However, the fact that I’m female – with female chromosomes, female medical issues, female physiology, and all the bullshit that comes with being a member of the female sex class is NOT the result of a “box on a fucking form.”

Identify however you like. Be yourself. Wear whatever makes you most comfortable. Adopt a new name. Grow your hair out. Get a neck tattoo. Trust me, no one gives a fuck. Enjoy your special life, but don’t foist your bullshit on women. Don’t demand that women tow some PoMo line about our female reality being “just a box on a form.” Don’t tell women that they must defer to organizations like GLAAD or violent misogynists like Fallon fucking Fox.

***

So why does this matter? Why even bother responding to this egregiously lengthy piece? First of all, because this way of thinking is becoming pervasive and it has real, tangible consequences for women.

Words must mean something. Civilization rests, in large part, on some modicum of consistency around what we collectively understand words to mean. This is important for a whole host of reasons. For a much more thorough, and smart, examination of this concept, I would recommend reading this post, which I posted some weeks back.

Just as words must mean something, I also contend that we must acknowledge real, lived histories as they actually happened (inasmuch as the human brain is capable of this). This is particularly important in a cultural clime that has become increasingly subjective, where our grasp on even the slightest semblance of reality is becoming ever more tenuous.

I am reminded of a quote by the writer Tim O’Brien: “That’s what fiction is for. It’s for getting at the truth when the truth isn’t sufficient for the truth.” There is a tendency, among us as a species, to revise our own narratives, to want to dwell in the “seeming-ness” (another O’Brien term) rather than the “reality.” This is what art is for — be it film, fiction, poetry, performance art. Art allows us to explore truths that are not manifest truths, and this is wonderful and necessary. However, to apply the “seeming-ness,” that art busies itself with, to histories and claim it as manifest truth (while appealing) is delusional and dangerous.

→ **INFORMATION SUPPLIED**:
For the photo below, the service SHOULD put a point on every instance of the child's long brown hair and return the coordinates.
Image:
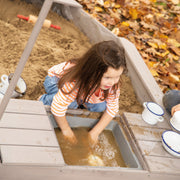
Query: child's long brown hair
(88, 70)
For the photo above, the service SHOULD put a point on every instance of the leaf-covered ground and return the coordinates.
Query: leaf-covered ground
(152, 25)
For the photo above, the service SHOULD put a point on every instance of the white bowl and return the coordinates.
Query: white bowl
(175, 126)
(171, 142)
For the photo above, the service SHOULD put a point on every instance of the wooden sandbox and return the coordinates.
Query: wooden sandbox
(28, 144)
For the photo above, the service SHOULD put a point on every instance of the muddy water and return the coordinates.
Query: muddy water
(105, 153)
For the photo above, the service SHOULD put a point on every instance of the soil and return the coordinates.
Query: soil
(52, 47)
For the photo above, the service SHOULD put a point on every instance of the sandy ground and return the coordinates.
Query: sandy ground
(52, 47)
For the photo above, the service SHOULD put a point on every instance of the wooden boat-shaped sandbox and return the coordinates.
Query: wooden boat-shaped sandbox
(28, 144)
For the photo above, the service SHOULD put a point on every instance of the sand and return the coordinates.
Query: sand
(52, 47)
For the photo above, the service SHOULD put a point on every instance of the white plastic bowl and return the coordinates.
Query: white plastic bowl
(175, 126)
(171, 142)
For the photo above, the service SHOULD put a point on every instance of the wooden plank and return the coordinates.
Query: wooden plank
(163, 165)
(25, 121)
(68, 3)
(135, 119)
(27, 137)
(25, 155)
(148, 134)
(25, 106)
(151, 148)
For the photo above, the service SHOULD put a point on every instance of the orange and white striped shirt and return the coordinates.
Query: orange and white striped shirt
(61, 101)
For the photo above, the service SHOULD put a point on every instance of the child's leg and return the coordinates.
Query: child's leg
(99, 107)
(170, 99)
(51, 88)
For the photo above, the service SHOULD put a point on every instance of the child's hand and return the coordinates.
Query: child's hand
(93, 138)
(69, 135)
(175, 108)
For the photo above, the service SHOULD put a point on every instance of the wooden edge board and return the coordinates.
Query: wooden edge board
(25, 155)
(134, 145)
(25, 121)
(68, 3)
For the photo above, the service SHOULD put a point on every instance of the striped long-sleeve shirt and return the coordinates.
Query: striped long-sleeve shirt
(61, 101)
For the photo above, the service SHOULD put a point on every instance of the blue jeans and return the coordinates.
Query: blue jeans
(170, 99)
(51, 88)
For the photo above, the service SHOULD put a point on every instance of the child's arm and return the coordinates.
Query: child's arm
(100, 126)
(66, 129)
(175, 108)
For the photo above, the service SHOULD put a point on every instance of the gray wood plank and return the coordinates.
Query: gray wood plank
(147, 134)
(25, 106)
(68, 3)
(27, 137)
(136, 120)
(163, 165)
(25, 155)
(25, 121)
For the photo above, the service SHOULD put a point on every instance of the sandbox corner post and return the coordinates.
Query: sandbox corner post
(25, 55)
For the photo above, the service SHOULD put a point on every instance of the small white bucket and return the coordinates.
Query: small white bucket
(152, 113)
(20, 88)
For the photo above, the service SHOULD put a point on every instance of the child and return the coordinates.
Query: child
(92, 81)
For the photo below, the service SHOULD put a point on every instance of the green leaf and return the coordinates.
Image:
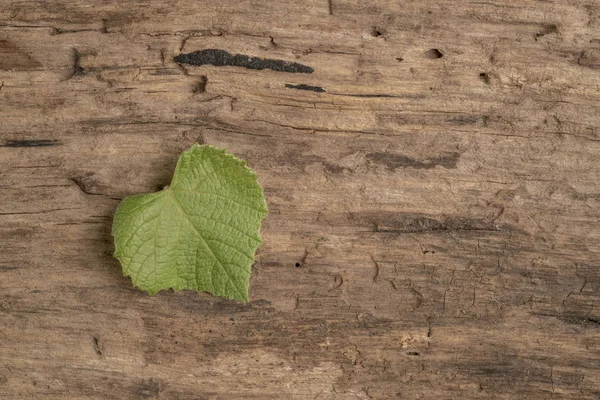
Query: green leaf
(199, 233)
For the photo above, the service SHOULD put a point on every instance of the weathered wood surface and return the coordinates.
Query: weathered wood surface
(434, 213)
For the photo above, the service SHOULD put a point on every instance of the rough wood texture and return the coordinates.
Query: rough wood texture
(433, 185)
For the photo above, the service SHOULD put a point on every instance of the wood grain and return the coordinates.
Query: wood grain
(434, 205)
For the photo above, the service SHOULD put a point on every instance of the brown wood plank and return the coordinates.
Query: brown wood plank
(434, 205)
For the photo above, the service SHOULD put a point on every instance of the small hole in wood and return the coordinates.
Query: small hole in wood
(377, 32)
(433, 54)
(485, 78)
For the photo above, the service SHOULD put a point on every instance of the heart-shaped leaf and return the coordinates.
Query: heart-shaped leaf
(199, 233)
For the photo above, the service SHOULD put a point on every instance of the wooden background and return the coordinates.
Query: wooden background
(433, 229)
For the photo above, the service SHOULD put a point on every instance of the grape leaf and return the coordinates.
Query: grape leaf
(199, 233)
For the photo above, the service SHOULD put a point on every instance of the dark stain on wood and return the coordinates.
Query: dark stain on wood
(396, 161)
(31, 143)
(223, 58)
(303, 86)
(414, 223)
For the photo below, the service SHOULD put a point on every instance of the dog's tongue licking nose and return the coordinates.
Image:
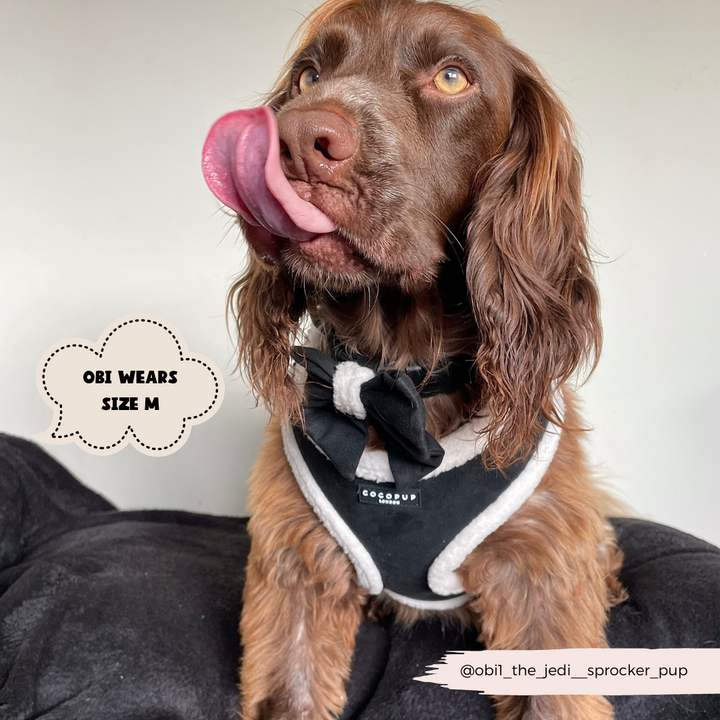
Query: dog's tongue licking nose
(241, 165)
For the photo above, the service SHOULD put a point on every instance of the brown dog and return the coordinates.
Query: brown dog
(445, 167)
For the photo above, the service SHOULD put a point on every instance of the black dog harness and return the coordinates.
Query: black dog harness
(405, 535)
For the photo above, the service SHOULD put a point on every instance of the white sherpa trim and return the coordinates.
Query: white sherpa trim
(448, 604)
(367, 572)
(460, 447)
(348, 378)
(442, 578)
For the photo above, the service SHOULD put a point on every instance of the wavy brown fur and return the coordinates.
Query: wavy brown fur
(460, 230)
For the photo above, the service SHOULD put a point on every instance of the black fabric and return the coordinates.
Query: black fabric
(403, 540)
(393, 407)
(108, 615)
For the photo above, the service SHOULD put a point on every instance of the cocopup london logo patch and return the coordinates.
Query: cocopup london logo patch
(138, 384)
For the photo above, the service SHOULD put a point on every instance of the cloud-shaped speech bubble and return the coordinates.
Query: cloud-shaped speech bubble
(137, 385)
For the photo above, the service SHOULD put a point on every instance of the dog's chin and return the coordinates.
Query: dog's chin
(327, 262)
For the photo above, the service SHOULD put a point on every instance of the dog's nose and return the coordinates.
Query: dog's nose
(316, 144)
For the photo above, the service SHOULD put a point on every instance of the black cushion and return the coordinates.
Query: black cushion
(133, 615)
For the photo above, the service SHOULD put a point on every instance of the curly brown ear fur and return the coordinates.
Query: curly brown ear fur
(529, 271)
(266, 309)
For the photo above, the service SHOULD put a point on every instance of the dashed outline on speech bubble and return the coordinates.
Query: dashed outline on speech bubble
(130, 434)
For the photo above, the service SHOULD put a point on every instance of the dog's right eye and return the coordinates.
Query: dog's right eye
(307, 77)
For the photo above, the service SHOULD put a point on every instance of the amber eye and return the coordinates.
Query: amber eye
(451, 80)
(307, 77)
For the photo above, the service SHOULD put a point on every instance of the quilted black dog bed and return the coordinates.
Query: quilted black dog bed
(108, 615)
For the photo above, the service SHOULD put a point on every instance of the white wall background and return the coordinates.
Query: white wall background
(104, 106)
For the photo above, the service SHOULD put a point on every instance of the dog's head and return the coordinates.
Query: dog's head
(447, 166)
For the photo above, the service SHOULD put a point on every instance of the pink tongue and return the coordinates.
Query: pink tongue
(241, 165)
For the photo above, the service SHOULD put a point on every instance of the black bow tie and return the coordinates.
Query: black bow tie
(341, 396)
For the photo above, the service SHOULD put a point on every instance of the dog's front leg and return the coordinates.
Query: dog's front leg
(545, 580)
(301, 605)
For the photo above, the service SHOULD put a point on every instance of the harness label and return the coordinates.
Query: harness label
(378, 495)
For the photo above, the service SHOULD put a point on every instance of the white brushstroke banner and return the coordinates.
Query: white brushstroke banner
(580, 671)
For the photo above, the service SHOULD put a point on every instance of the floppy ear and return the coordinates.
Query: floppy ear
(529, 271)
(266, 310)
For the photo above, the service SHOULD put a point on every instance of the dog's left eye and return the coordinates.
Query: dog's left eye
(451, 80)
(307, 77)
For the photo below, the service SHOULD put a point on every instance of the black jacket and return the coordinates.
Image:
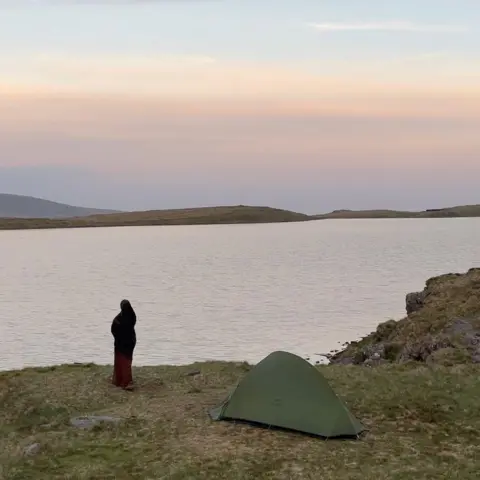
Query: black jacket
(123, 329)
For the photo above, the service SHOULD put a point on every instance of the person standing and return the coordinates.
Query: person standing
(125, 340)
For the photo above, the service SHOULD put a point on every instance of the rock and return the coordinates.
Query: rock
(414, 301)
(92, 420)
(32, 449)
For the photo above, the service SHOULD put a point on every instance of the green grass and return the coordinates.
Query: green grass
(187, 216)
(423, 424)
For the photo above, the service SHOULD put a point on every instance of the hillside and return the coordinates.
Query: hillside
(450, 212)
(188, 216)
(442, 326)
(20, 206)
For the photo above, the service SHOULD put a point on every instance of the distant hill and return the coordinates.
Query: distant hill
(185, 216)
(20, 206)
(450, 212)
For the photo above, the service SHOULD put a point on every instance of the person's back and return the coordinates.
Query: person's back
(125, 340)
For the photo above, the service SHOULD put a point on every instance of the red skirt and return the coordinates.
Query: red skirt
(122, 371)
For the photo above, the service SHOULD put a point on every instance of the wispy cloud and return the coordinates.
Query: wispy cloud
(394, 26)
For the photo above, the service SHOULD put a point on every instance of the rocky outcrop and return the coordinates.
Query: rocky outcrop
(442, 326)
(414, 301)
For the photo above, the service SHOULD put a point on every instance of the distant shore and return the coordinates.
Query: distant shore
(239, 214)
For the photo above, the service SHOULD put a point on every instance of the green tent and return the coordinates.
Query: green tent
(286, 391)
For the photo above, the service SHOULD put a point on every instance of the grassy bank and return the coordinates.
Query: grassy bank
(222, 215)
(188, 216)
(450, 212)
(423, 423)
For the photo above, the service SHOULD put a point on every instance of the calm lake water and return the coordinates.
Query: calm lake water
(217, 292)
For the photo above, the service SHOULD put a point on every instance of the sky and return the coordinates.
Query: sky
(310, 105)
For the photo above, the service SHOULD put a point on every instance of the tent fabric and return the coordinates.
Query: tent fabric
(286, 391)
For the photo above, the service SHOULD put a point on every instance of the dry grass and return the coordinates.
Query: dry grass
(187, 216)
(449, 298)
(423, 424)
(451, 212)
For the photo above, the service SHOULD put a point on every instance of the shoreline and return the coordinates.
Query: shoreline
(163, 430)
(224, 215)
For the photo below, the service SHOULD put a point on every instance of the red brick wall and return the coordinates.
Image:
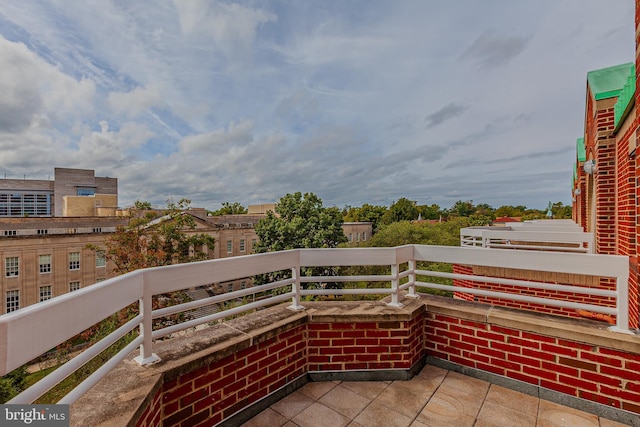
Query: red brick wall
(588, 371)
(542, 293)
(359, 346)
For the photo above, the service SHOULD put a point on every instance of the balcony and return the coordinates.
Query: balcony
(213, 369)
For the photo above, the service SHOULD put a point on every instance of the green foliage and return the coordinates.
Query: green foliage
(227, 208)
(301, 222)
(461, 208)
(366, 213)
(431, 212)
(152, 241)
(402, 210)
(478, 220)
(12, 383)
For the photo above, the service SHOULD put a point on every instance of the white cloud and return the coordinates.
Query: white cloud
(135, 102)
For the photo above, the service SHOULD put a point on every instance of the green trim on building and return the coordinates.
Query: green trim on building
(608, 82)
(581, 150)
(626, 100)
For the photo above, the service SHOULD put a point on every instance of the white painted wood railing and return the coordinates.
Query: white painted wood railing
(28, 333)
(546, 238)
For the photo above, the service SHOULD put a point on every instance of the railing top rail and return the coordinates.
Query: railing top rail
(588, 264)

→ **WHAT TO WORK ON**: Write out the passage of the opinion piece above from "Just as words" to "ever more tenuous.", word for word.

→ **ANSWER**:
Just as words must mean something, I also contend that we must acknowledge real, lived histories as they actually happened (inasmuch as the human brain is capable of this). This is particularly important in a cultural clime that has become increasingly subjective, where our grasp on even the slightest semblance of reality is becoming ever more tenuous.